[About this task]: Without omission or alteration, write out all of the data.

======== Given records

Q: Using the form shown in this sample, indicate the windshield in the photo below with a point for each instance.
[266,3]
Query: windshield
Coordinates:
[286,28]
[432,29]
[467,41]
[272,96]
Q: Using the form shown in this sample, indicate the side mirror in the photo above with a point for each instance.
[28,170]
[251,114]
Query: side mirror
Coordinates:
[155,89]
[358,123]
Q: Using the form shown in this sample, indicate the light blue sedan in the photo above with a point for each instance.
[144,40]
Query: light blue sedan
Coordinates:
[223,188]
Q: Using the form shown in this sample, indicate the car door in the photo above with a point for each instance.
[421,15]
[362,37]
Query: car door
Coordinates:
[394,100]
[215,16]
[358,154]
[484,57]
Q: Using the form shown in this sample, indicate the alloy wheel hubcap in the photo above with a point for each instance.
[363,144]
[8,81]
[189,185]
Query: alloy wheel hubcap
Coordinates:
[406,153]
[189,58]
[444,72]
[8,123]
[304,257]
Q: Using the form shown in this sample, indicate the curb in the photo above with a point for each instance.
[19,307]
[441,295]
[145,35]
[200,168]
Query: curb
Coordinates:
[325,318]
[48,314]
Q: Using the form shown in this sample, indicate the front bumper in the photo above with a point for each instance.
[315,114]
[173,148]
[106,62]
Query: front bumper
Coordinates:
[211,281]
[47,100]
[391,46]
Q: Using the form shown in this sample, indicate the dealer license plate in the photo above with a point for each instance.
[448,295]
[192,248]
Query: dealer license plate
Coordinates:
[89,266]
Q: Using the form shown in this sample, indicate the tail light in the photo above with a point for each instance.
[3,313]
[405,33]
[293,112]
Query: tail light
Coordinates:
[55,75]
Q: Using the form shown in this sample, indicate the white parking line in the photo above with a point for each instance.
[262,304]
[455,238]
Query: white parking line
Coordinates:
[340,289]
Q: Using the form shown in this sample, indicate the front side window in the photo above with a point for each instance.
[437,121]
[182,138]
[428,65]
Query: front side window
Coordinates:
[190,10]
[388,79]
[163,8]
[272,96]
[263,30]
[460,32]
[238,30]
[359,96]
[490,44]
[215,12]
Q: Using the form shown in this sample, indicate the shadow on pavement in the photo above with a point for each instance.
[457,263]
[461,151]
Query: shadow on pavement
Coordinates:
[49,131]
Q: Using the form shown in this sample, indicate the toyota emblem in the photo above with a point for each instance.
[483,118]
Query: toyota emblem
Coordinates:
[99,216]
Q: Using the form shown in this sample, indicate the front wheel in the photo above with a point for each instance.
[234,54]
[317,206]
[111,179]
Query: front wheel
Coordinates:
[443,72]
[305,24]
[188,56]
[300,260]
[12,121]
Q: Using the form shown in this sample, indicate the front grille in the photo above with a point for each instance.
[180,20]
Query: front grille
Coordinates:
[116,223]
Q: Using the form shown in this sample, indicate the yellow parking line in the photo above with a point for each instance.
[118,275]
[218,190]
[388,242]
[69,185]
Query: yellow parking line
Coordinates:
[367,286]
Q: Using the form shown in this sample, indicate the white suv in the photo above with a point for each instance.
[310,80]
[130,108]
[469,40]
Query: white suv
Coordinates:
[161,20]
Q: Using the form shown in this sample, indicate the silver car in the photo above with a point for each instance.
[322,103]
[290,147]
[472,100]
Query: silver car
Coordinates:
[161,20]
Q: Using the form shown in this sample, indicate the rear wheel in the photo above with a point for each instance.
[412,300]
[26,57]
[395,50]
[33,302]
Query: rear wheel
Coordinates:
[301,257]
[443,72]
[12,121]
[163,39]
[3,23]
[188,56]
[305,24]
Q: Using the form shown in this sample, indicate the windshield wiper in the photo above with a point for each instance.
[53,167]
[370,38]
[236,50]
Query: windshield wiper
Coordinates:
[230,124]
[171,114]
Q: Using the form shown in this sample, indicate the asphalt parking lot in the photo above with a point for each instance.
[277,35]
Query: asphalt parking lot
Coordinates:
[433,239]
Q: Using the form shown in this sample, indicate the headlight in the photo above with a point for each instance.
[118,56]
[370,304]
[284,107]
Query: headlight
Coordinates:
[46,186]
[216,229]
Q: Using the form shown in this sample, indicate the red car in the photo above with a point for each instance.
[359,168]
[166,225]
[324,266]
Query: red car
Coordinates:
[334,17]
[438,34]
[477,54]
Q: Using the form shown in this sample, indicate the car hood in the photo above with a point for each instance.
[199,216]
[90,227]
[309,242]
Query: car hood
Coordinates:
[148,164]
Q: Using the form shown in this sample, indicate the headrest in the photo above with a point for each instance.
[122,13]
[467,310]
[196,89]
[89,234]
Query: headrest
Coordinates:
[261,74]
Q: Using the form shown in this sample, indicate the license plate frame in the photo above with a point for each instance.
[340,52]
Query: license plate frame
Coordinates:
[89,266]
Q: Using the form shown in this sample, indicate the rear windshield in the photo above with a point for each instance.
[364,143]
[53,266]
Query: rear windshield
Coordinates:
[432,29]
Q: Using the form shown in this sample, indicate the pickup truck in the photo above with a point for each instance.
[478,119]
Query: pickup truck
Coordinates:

================

[Response below]:
Q: Using the form shown in this sample, indicate the windshield in the photo below with a point for each instance.
[266,3]
Query: windshield
Coordinates:
[286,28]
[432,29]
[467,41]
[272,96]
Q: Using the form shown in this sample, indicate the side mirror in the photo above with a point for each instance.
[28,170]
[251,114]
Query: side mirror
Coordinates:
[155,89]
[358,123]
Q: Using the form shown in this sample, indicate the light blue sedan in the photo above with a point for each instance.
[144,40]
Query: light blue sedan
Coordinates:
[223,188]
Q: Using the form shown in this sample, indicate the car door in the photo above with a point for each instance.
[421,15]
[362,37]
Query: car door
Coordinates:
[394,100]
[215,16]
[358,154]
[484,57]
Q: Using the form shown in this sample, indicate the alloy wheel hubcap in the photo above with a point for each instance.
[363,144]
[8,81]
[189,185]
Query: alloy wheel hubcap
Coordinates:
[406,153]
[189,58]
[444,72]
[8,123]
[304,257]
Q: Using the form shown in this sample, indicate the curb in the photo above with a point for each instance.
[19,307]
[441,295]
[145,35]
[200,168]
Query: curb
Coordinates:
[325,318]
[48,314]
Q: Using the form shown in this sample, indicate the front bumper in the photo above with a point for each instance.
[315,114]
[173,148]
[106,62]
Query: front bumper
Coordinates:
[211,281]
[47,100]
[391,46]
Q: Using the form shown in this sample, indicate the dealer license plate in the photo above with a point for each instance.
[448,295]
[192,248]
Query: dealer license plate
Coordinates:
[89,266]
Q: Using the form shown in this sample, indicate the tail light in the photo above with a point for each instance.
[3,313]
[405,33]
[293,112]
Query: tail light
Coordinates:
[55,75]
Q: Using the form shown in this sample, indicate the white parking line in the photo above with a point for each instance.
[262,304]
[455,238]
Query: white parking line
Coordinates:
[340,289]
Q: Using the form shown in this sample, indicate the front side window in the photo above with a point for each instance.
[437,121]
[182,138]
[428,65]
Query: front side window
Coordinates:
[190,10]
[388,79]
[163,8]
[272,96]
[263,30]
[460,32]
[238,30]
[359,96]
[490,44]
[215,12]
Q: Using the form shown in this sample, indicate the shadow on pavement in the photo above with a point for each instance.
[457,263]
[461,151]
Query: shadow on pavement
Coordinates:
[49,131]
Q: Using the form shown in this sample, indicate the toyota emblem in the photo above with a point for each instance.
[483,118]
Query: toyota emblem
Coordinates:
[99,216]
Q: Using the form shown in this sample, indicate the front wheel in the photo above with a point for each instance.
[234,54]
[317,206]
[111,179]
Query: front wheel
Coordinates:
[443,72]
[305,24]
[188,56]
[300,260]
[12,121]
Q: Using the form shown in this sample, indicate the front grille in the photo above with a point for each instance.
[180,20]
Query: front grille
Coordinates:
[116,223]
Q: Using the form shown in this sample, indicate the yellow parking line in the photo above with a point for each instance.
[118,275]
[218,190]
[388,242]
[69,185]
Query: yellow parking line
Coordinates:
[367,286]
Q: Using the form shown in this sample, indicate the white suv in the photo above with a point for each instance.
[310,80]
[130,108]
[469,40]
Query: white suv
Coordinates:
[161,20]
Q: Using the form shown in this sample, indicate the silver car in the photo above with a point for each instance.
[322,103]
[290,147]
[472,100]
Query: silver car
Coordinates:
[161,20]
Q: Using the form shown in this sample, indicate the rear wheel in the photo above with a point for each instance.
[412,300]
[26,57]
[395,50]
[33,302]
Query: rear wheel
Coordinates:
[301,257]
[443,72]
[12,121]
[163,39]
[3,23]
[188,56]
[305,24]
Q: Using the form shown in this sample, indicate the windshield wiper in the photo above with a point for each instance.
[53,167]
[370,38]
[236,50]
Query: windshield wiper
Coordinates:
[230,124]
[171,114]
Q: Using the form shown in this sample, indicate the asphalt parking lot in the photo above with a point for each instance.
[277,35]
Query: asphalt parking lot
Coordinates:
[433,239]
Q: Using the form shown in this sample, indicate the headlight in the photo above with a point for each instance.
[118,56]
[370,304]
[284,107]
Query: headlight
Coordinates:
[46,186]
[216,229]
Q: Using the form shown in this sample, indicate the red car in the photo above with a point for each instance.
[359,168]
[166,225]
[324,266]
Query: red car
Coordinates:
[334,17]
[438,34]
[477,54]
Q: Using the form shown in this sample, indicate the car hood in the photo above with a point for each instance.
[199,216]
[90,227]
[309,242]
Query: car hood
Coordinates:
[148,164]
Q: Using the form shown in this sample, indicate the headrest in the photo above with a point for each instance.
[122,13]
[467,310]
[196,89]
[89,234]
Query: headrest
Coordinates:
[261,74]
Q: Using the form shown in this sample, indicate the license plate frame in the photo above with a point for each instance.
[340,52]
Query: license plate frame
Coordinates:
[89,266]
Q: Using the form shown in this sample, indicate the rear windshield in the photo above with a point for each instance.
[364,143]
[53,266]
Query: rear windshield
Coordinates:
[432,29]
Q: Using the form shown in this sample, indicate the pickup truck in the photo above with a point for each instance.
[478,119]
Query: pickup truck
Coordinates:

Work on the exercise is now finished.